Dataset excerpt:
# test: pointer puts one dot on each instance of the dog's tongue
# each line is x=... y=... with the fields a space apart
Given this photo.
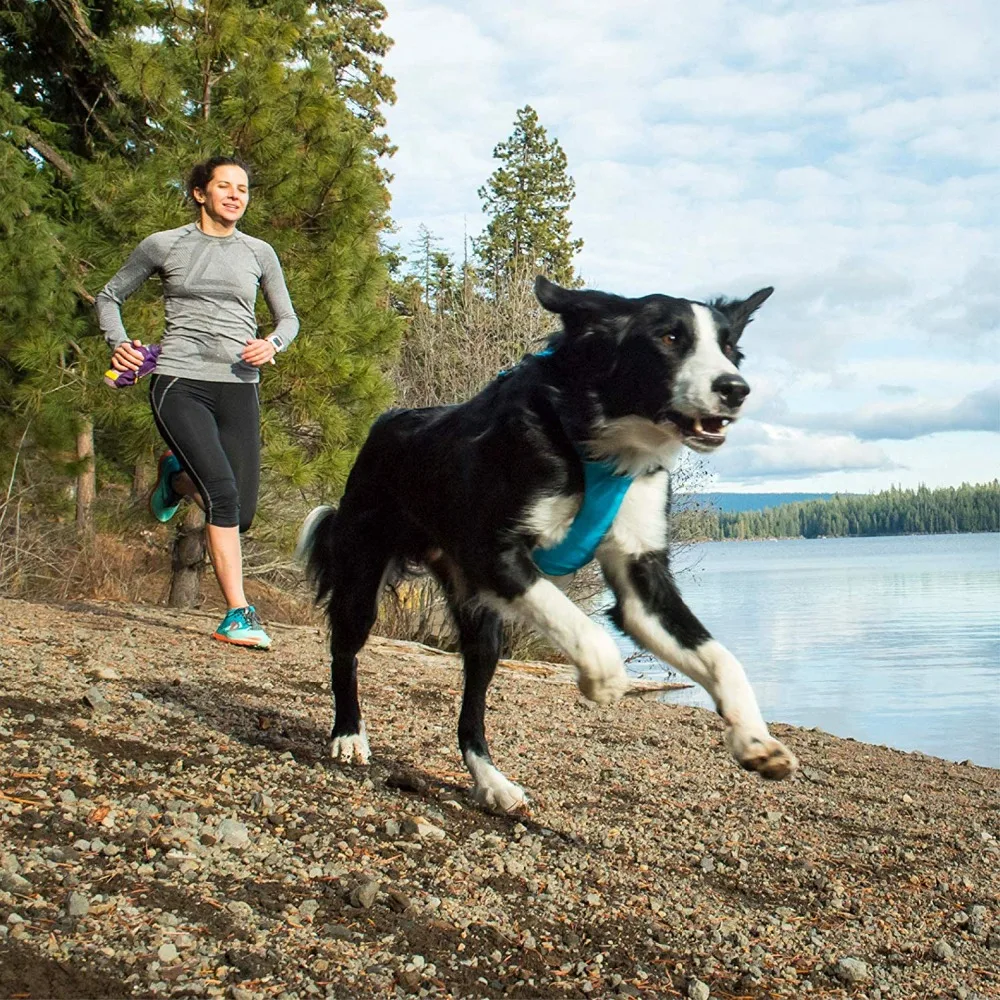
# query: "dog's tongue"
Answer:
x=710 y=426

---

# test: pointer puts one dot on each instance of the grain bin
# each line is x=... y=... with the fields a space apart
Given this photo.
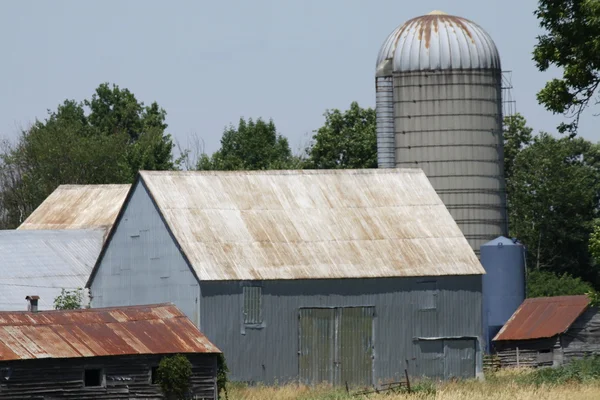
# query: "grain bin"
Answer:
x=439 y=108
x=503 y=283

---

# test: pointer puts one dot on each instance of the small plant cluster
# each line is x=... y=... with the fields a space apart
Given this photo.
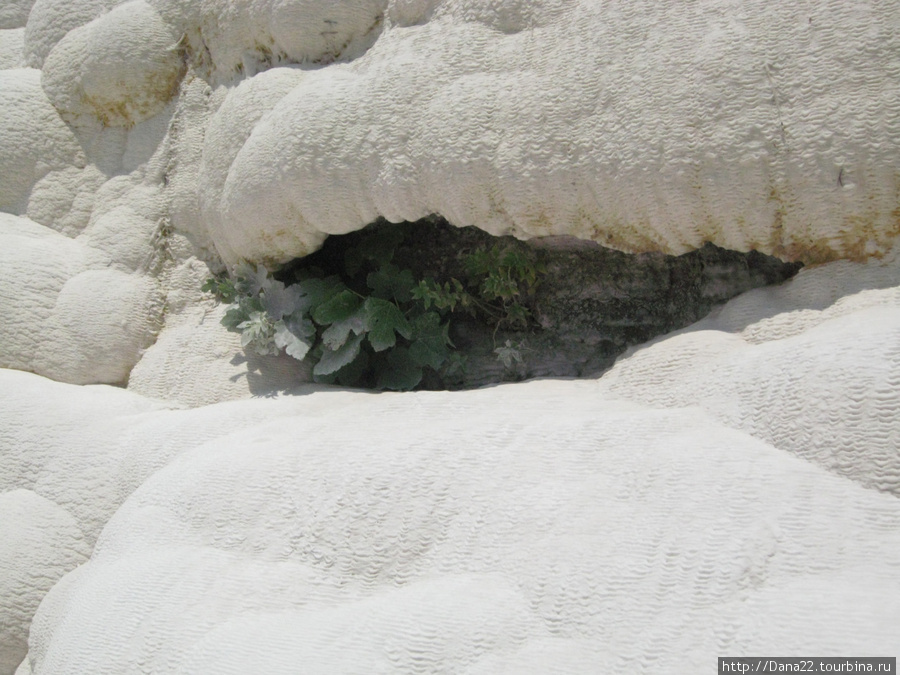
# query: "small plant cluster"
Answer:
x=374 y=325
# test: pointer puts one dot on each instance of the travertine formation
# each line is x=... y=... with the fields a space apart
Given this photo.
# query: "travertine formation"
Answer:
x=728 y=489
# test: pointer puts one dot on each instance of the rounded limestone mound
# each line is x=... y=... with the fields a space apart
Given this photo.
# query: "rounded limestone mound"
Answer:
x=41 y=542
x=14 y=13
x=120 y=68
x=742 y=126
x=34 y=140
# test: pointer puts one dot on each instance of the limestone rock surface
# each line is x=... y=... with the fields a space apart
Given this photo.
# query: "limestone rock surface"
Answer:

# [Your instructions]
Reproduce the lines above verbatim, starting with the line that contains "the dog's tongue" and continuing through the line that contains "x=710 y=426", omitting any picture.

# [Solution for this task]
# test: pointer puts one dot on each instance of the dog's tongue
# each line is x=... y=... with the fields a space apart
Given this photo.
# query: "dog's tongue"
Answer:
x=710 y=426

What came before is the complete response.